▸ **TEXTE FOURNI**
Dès l’instant où Kassar se retrouve seul à la tête d'Atari, il se complait à appliquer le bon vieux principe machiavélien, en accentuant la compétition entre les divisions arcade et domestiques. Les ingénieurs de la division arcade se sentent bientôt aliénés par la branche domestique de la compagnie, Kassar étant réputé favoriser le développement sur VCS, marché plus rentable à son goût. Le nouveau PDG ne semble pas se rendre compte que nombre de best-sellers de la VCS ne sont rien d'autre que des conversions de hits d’arcade. Pire encore, il félicite allègrement les responsables desdites conversions, en négligeant totalement les auteurs des jeux originaux. Ce traitement à deux vitesses finit par excéder ces derniers.

Ed Rotberg, créateur de Battlezone dit ainsi :

"Les choses devenaient dingues : on était les renégats de la compagnie."

Ed Rotberg a beau en avoir gros sur la patate, cela ne l'empêchera pas de rester chez Atari jusqu'en 1981. Ce n'est qu'avec la conversion, contre son gré, de son hit Battlezone en simulateur d'entraînement commandé par l'armée américaine, qu'il se décidera à sauter le pas.

Si Kassar récompense les programmeurs en monnaie de singe, il s'octroie pour lui-même un traitement royal. Outre ses goûts dispendieux en matière de costumes, frais de bouche, et voitures de fonction, il remplit son bureau d’œuvres d’arts et de meubles anciens, décoration aussi coûteuse que tapageuse. Qui plus est, il métamorphose la salle à manger réservée aux exécutifs en un endroit de dîners fins et engage les chefs les plus prestigieux de San Francisco à son service personnel.

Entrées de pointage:

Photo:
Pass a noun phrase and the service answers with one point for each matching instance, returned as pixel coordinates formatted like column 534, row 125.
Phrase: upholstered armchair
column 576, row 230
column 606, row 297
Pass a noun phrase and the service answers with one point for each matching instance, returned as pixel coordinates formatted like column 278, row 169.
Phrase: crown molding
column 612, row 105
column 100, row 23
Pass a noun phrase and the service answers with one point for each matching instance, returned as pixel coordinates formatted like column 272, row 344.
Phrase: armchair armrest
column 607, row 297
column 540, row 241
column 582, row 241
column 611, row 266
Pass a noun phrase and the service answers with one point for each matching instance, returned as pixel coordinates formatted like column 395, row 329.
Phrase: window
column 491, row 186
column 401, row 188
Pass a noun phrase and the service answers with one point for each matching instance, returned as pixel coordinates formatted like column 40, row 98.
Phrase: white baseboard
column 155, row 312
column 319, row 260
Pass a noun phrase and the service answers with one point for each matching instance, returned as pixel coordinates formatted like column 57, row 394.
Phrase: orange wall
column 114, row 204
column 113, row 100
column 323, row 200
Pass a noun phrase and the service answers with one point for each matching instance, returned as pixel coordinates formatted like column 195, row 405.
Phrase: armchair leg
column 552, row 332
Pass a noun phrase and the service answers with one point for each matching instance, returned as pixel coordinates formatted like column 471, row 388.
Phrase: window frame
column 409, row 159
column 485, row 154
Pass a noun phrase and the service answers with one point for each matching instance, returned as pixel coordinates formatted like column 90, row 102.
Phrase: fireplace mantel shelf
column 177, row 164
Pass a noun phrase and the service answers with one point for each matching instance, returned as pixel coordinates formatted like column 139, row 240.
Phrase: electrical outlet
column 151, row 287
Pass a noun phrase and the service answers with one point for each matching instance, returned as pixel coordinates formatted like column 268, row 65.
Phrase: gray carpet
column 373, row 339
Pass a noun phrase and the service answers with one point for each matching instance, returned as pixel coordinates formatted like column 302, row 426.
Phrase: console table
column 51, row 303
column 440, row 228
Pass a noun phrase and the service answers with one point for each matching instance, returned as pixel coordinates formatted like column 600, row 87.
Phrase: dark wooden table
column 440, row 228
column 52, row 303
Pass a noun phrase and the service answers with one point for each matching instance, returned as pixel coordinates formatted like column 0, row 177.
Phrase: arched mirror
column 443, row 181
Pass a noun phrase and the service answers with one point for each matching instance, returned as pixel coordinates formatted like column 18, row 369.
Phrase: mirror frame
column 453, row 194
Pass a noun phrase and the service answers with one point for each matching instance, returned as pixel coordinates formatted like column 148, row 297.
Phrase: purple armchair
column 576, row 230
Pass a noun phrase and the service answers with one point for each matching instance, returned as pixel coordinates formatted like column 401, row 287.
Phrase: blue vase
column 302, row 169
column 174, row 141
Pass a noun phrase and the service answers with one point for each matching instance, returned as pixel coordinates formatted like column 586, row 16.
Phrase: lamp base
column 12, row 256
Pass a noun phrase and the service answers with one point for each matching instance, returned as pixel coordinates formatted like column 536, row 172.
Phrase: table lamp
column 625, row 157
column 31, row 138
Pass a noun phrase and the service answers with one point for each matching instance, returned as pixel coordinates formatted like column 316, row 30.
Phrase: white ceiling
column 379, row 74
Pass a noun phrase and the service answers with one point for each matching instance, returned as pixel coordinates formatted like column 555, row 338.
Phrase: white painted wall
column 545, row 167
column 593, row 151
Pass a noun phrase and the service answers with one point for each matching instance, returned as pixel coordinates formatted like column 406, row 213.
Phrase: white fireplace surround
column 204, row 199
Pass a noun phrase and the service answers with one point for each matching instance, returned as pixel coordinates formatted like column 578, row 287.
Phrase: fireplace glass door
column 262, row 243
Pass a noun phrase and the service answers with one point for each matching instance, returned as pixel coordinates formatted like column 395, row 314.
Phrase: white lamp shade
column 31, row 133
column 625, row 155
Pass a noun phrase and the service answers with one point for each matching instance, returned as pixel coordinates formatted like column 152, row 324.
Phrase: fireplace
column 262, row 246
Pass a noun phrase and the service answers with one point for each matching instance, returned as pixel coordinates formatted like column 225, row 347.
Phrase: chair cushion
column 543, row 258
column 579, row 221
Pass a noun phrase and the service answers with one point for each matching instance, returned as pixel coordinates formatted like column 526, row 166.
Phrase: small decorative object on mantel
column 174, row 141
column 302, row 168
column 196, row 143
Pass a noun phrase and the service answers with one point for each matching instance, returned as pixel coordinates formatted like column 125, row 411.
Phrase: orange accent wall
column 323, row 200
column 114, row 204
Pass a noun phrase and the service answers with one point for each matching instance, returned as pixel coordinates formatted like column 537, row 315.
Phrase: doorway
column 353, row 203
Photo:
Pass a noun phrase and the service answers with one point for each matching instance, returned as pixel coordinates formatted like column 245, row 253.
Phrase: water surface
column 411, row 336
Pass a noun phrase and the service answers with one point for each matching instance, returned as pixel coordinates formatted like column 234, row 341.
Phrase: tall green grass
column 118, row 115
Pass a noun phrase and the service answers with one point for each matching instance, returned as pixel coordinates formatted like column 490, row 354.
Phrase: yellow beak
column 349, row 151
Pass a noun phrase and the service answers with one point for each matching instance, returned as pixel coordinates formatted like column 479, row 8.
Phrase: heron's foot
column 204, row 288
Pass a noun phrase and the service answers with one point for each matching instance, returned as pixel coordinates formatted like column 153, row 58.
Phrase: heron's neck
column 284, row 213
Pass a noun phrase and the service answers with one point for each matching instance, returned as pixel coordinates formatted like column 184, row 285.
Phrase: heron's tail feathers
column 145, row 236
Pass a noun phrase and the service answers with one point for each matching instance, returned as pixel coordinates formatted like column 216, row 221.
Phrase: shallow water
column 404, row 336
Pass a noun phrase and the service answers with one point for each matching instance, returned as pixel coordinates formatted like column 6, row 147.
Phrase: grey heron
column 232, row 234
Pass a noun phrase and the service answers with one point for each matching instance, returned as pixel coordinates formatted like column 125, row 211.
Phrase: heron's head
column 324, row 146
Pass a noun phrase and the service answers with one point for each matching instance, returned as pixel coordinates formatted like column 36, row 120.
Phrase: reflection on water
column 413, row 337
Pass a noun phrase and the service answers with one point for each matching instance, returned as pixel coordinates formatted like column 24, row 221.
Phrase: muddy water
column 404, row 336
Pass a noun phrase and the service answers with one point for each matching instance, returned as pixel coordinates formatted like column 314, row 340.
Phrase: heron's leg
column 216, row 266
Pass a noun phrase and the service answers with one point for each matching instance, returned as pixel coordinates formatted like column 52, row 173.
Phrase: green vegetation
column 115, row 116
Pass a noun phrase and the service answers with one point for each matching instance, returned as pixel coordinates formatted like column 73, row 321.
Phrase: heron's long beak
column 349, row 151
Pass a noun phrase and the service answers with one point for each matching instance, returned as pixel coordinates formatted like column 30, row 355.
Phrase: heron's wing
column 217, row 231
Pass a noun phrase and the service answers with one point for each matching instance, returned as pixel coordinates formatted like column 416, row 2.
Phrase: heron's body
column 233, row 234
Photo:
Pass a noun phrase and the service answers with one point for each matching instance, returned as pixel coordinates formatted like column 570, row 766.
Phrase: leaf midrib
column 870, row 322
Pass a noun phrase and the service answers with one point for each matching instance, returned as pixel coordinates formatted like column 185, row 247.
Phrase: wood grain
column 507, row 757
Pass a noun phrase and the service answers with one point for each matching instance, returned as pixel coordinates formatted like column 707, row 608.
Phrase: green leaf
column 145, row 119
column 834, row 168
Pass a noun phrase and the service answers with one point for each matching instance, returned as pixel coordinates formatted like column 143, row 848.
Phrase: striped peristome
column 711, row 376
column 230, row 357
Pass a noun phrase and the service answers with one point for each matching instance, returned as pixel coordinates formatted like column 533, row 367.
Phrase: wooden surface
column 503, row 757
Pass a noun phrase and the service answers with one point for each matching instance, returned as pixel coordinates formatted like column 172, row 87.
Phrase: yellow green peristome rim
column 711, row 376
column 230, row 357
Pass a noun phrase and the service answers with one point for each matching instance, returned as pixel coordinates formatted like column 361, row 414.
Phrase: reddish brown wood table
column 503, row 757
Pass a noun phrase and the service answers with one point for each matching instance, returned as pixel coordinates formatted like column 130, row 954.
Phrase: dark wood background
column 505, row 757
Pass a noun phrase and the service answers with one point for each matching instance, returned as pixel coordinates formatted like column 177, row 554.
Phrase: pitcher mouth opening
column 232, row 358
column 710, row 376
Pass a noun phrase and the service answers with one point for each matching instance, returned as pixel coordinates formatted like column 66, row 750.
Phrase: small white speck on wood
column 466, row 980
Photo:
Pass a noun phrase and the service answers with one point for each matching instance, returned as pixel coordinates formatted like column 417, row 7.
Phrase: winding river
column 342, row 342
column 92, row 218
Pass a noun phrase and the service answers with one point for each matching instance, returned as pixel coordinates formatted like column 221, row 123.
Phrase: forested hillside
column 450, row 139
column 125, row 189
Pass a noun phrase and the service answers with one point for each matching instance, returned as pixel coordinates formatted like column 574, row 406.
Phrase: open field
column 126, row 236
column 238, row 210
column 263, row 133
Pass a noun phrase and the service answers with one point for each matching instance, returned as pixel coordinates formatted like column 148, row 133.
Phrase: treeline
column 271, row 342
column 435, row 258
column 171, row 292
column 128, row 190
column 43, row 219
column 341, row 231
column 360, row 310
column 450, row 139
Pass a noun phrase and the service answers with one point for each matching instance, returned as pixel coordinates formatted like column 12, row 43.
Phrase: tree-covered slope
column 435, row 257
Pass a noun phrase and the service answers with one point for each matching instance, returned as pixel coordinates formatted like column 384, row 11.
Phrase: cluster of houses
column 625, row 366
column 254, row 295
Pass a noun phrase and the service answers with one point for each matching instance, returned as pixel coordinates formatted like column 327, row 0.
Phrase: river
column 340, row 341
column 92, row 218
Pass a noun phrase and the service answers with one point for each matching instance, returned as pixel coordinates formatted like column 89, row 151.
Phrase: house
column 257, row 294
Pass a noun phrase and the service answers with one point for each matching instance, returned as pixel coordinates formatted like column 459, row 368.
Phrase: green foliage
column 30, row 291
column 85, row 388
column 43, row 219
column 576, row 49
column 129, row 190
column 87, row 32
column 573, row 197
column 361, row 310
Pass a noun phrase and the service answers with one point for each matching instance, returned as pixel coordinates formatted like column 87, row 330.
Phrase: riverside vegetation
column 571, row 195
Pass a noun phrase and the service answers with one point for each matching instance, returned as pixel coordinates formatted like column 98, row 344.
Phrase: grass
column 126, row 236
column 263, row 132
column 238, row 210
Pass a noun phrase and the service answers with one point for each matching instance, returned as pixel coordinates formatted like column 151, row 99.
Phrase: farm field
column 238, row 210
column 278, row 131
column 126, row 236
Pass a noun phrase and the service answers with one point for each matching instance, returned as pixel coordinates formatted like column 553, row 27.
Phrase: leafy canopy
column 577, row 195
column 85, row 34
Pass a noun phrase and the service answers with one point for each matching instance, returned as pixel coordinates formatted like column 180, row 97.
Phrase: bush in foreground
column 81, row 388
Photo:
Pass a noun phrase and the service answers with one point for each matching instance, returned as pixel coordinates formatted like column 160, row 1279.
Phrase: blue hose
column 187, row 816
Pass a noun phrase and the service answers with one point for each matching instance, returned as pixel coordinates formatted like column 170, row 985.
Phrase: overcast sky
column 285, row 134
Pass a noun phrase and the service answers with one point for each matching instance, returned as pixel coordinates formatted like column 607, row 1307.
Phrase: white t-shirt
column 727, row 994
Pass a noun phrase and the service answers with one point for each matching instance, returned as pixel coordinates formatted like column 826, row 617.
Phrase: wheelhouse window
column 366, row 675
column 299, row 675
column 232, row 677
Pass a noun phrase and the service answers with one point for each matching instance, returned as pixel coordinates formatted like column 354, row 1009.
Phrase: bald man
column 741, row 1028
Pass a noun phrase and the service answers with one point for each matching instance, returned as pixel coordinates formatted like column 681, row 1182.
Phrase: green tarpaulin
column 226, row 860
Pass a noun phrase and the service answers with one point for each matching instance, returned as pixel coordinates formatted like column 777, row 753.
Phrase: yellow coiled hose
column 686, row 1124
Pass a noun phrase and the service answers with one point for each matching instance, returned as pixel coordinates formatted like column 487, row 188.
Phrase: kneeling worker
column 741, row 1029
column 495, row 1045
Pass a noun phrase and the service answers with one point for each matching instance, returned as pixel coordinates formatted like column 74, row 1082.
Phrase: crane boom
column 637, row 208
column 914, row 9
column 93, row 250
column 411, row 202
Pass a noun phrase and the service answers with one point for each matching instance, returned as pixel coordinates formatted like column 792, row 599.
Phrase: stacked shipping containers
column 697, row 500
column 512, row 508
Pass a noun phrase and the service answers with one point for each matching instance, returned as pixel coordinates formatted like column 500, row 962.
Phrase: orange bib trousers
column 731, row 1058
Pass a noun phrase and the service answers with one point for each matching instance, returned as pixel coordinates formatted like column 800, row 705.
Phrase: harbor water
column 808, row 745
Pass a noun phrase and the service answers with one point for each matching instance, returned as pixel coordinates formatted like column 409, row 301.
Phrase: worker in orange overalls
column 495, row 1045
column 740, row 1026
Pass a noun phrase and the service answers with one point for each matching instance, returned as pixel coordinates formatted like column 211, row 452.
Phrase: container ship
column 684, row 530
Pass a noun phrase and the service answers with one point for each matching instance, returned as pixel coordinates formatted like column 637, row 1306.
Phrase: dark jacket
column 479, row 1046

▸ **OBJECTIF DE L'EXERCICE**
Répondez brièvement aux questions suivantes d'après le texte sur Atari.
(a) Quel jeu Ed Rotberg a-t-il créé ?
(b) Jusqu'en quelle année Ed Rotberg reste-t-il chez Atari ?
(c) De quelle ville viennent les chefs que Kassar engage à son service personnel ?

▸ **RÉSULTAT OBTENU**
(a) Battlezone.
(b) 1981.
(c) San Francisco.